== EXTRACTED DATA ==

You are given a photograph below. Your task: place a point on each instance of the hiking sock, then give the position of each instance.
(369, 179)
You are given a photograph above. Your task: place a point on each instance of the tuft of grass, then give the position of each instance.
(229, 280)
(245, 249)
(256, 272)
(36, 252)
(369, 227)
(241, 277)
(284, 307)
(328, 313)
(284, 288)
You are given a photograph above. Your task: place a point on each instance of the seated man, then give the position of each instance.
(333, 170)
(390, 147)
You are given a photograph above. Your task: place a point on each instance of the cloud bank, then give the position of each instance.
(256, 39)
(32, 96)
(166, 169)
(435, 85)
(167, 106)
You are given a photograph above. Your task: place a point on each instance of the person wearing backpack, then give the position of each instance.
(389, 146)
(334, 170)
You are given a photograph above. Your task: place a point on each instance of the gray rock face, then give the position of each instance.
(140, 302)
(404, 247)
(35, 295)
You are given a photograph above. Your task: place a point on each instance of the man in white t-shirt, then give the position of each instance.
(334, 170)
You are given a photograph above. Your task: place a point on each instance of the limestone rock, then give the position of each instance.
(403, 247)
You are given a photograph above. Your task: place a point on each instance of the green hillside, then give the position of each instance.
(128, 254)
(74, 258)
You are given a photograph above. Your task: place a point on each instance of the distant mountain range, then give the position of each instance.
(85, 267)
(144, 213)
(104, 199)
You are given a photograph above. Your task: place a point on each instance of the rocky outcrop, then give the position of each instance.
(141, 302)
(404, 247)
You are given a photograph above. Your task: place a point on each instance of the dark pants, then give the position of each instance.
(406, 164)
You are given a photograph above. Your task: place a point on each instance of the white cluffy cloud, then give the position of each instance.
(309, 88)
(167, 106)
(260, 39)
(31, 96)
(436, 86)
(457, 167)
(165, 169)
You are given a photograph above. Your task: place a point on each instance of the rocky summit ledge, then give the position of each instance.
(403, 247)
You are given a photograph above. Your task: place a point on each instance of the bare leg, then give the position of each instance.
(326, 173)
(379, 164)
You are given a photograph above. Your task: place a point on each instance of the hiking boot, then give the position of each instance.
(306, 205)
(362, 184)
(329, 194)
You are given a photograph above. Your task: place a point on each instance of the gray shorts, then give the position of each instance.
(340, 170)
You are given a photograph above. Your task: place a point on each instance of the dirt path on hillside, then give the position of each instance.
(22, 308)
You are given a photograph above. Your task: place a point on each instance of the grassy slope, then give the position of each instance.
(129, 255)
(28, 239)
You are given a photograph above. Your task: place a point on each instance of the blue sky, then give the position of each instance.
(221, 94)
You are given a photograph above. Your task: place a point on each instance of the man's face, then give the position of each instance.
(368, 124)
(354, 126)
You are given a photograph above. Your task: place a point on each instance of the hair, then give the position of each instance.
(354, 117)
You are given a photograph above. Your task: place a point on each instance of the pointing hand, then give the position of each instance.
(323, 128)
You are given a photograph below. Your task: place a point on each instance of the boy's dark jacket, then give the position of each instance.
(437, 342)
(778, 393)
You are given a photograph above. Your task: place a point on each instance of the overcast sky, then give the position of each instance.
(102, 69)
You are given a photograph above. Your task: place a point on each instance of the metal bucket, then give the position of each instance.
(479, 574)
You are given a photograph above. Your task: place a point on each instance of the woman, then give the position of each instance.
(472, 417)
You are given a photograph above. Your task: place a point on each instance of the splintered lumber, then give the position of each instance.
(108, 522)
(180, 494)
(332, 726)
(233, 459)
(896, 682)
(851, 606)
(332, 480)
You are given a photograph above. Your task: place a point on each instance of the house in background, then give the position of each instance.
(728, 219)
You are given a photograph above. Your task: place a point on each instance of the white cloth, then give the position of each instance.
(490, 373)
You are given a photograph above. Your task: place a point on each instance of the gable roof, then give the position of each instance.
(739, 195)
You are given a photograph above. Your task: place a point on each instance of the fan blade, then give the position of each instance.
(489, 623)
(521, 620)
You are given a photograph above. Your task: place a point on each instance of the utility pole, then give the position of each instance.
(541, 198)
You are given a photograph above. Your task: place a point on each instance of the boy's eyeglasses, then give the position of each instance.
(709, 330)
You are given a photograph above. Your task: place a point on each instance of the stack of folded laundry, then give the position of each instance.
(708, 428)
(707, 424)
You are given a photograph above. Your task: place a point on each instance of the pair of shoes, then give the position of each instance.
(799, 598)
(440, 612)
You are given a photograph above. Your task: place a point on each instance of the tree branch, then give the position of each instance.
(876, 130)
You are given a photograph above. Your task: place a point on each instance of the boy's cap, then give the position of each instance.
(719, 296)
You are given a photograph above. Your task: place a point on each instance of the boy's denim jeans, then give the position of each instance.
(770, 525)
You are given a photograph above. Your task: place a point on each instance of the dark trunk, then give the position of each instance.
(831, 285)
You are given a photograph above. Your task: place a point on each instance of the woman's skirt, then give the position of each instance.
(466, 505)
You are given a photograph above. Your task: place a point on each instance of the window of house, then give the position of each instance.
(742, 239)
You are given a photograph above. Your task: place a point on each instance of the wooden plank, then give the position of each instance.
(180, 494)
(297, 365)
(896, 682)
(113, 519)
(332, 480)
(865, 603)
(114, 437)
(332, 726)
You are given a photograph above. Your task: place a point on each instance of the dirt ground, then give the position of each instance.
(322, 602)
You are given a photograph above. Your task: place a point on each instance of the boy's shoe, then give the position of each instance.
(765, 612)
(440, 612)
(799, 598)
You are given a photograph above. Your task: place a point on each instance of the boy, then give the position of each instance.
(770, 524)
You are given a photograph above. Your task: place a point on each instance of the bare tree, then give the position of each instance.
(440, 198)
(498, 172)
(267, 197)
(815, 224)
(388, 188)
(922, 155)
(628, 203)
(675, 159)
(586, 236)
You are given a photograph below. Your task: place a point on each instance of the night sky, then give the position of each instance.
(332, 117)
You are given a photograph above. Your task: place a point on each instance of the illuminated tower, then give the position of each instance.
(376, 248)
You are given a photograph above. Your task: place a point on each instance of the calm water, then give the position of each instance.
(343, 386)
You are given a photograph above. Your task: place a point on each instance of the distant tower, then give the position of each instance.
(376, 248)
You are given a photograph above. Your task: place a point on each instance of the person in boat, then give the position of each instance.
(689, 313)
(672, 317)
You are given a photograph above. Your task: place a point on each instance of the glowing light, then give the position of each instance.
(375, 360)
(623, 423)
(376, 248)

== TASK INSTRUCTIONS ==
The whole of the data must be given again, exactly as shown.

== SOLUTION BELOW ==
You are given a photograph below. Your task: place a point on each instance of the hiking sock, then give the position of each instance.
(369, 179)
You are given a photograph above. Your task: place a point on each instance of the tuft of grass, then give the position of each instance.
(229, 280)
(245, 249)
(256, 272)
(36, 252)
(369, 227)
(241, 277)
(284, 307)
(328, 313)
(284, 288)
You are given a photograph above. Your task: place a point on each instance of the seated man, then give the position of each instance.
(333, 170)
(390, 147)
You are given a photograph above. Your task: place a point on each instance of the cloud bank, then give the position of each instance.
(256, 39)
(32, 96)
(166, 169)
(435, 85)
(167, 106)
You are given a photograph above. Your task: place a point on each instance of the person wearing backpack, then give the position of each instance.
(389, 146)
(334, 170)
You are given a photograph above. Your task: place a point on each instance of the gray rock face, then give the position of each instance.
(140, 302)
(404, 247)
(35, 295)
You are given a photograph above. Your task: place a point on each instance of the man in white t-shirt, then give the position of each instance.
(334, 170)
You are given a photograph above. Your task: place a point on each instance of the limestone rock, then give the position of each instance.
(403, 247)
You are given a photograph above. Your task: place a point on each instance of the green hillside, then give the position of each instance.
(128, 254)
(74, 258)
You are given a photograph above. Your task: place a point on each instance of the distant mountain range, then give the position of each instance.
(85, 267)
(144, 213)
(104, 199)
You are given a photograph above. Your task: place a point on each instance of the rocky outcrop, then give the position of each instance.
(141, 302)
(404, 247)
You are given a photograph above. Your task: place a point on each instance of the dark pants, then give the position of each instance.
(406, 164)
You are given a photograph above. Your task: place a point on each instance of the white cluffy cloud, then give the position of each instance.
(309, 88)
(167, 106)
(260, 39)
(31, 96)
(436, 86)
(457, 167)
(165, 169)
You are given a photograph above. Your task: place a point on each instance of the rocky summit ledge, then give the position of each instance.
(403, 247)
You are given a photograph above. Your task: place a point on each instance of the bare leg, then give the position of each instance.
(326, 173)
(379, 164)
You are given a photograph above. Your task: place a point on each instance of the hiking boot, then give the position of each instance.
(306, 205)
(362, 184)
(329, 194)
You are given a photograph above. Your task: place a point on each instance of the gray shorts, then give the position of each instance.
(340, 170)
You are given a photograph above. Your task: place a point on each instance of the dirt path on hillside, then give the position of each instance.
(22, 308)
You are given a photograph above. Your task: place a point on each instance of the grassy slope, then give the position of each instance.
(129, 255)
(28, 239)
You are given a photograph above. Your task: place a point on each instance of the blue sky, then give the position of each instance.
(221, 94)
You are given a photograph above. Your task: place a point on each instance of the man's face, then give the position of each instance.
(368, 124)
(354, 126)
You are given a photograph above. Your task: place a point on each instance of the hair, then give the position of each instance.
(354, 117)
You are given a photograph above. Your task: place a point on each instance of the pointing hand, then give the position of each instance.
(323, 128)
You are given a photograph below. Your task: place a point on each instance of the boy's dark jacket, then give the position of each instance.
(437, 342)
(778, 393)
You are given a photograph above. Your task: place a point on each instance of the overcast sky, then give the position of each instance.
(102, 69)
You are given a photograph above. Your task: place a point on each instance of the metal bucket, then give the position of each instance.
(479, 574)
You are given a photograph above. Your task: place a point on each instance of the woman, then give the position of each instance.
(472, 417)
You are given a photograph above. Your task: place a point on each instance of the splintered lumber, then give the position of each instance.
(108, 522)
(180, 494)
(332, 726)
(233, 459)
(896, 682)
(851, 606)
(332, 480)
You are given a photograph above. Your task: place a point on each instance of the house in background, then give the position of each instance.
(728, 219)
You are given a photograph above. Your task: place a point on each instance of the white cloth, then give the position of each instance.
(490, 373)
You are given a photograph above. Your task: place a point on each instance of the gable roof, then give the position of each instance.
(739, 195)
You are given a photograph above. Your task: place a point on each instance of the fan blade, then give the position of each instance.
(489, 623)
(521, 620)
You are given a photograph above. Your task: place a point on each instance of the utility pole, then give the position of each instance.
(541, 198)
You are given a photograph above. Your task: place a point on each instance of the boy's eyeglasses, then give the position of each instance.
(709, 330)
You are given a photograph above. Your task: place a point on each instance of the stack of folded laundry, then give the position of each instance.
(708, 428)
(707, 424)
You are given a photograph above. Your task: place a point on each instance of the pair of shoes, then give the position of each instance.
(799, 598)
(440, 612)
You are given a photograph above. Your task: place a point on each instance of the tree branch, then give the position of each instance.
(876, 130)
You are given a photograph above. Your task: place a point on each instance of the boy's cap, then give the position of each instance.
(719, 296)
You are given a photograph above. Your task: place a point on each instance of the boy's denim jeans, then give the position of each instance.
(770, 525)
You are given a photograph above. Your task: place a point on each instance of the dark trunk, then give the position of each instance.
(831, 285)
You are given a photograph above. Your task: place a point on each instance of the woman's skirt, then give the position of each instance.
(466, 505)
You are given a photograph above. Your task: place a point on each instance of the window of house, then give the position of each instance.
(742, 239)
You are given a photograph above. Your task: place a point on each instance of the wooden plank, then give the position of each instance.
(180, 494)
(297, 365)
(896, 682)
(113, 519)
(332, 480)
(865, 603)
(114, 437)
(332, 726)
You are given a photograph above. Your task: place a point on each instance of the dirt ground, then give the position of each instance.
(322, 602)
You are given a photograph above. Your task: place a point on each instance of the boy's shoe, then give the position of each instance.
(765, 612)
(440, 612)
(799, 598)
You are given a photograph above. Your task: place a point on each instance of the boy, then give the position of each instance.
(770, 524)
You are given a photograph above. Your task: place a point on each instance of the bare tree, then give the position of each instance.
(440, 198)
(498, 172)
(267, 197)
(815, 224)
(388, 188)
(922, 155)
(628, 203)
(675, 159)
(586, 236)
You are given a photograph below. Your task: place a point on each instance of the night sky, then give the position of each instance.
(332, 117)
You are given a photograph above. Your task: place a point on each instance of the illuminated tower, then give the position of each instance.
(376, 248)
You are given a photograph above. Your task: place a point on each instance of the calm water, then give the position of each instance.
(343, 386)
You are given a photograph above. Your task: place a point on each instance of the distant tower, then give the position of each instance.
(376, 248)
You are given a photograph above. Your task: place a point on each instance of the person in boat, then give the position of each instance.
(689, 313)
(672, 317)
You are given a photograph above. Your task: place a point on each instance of the glowing light, then give the position of each instance.
(375, 360)
(623, 423)
(376, 248)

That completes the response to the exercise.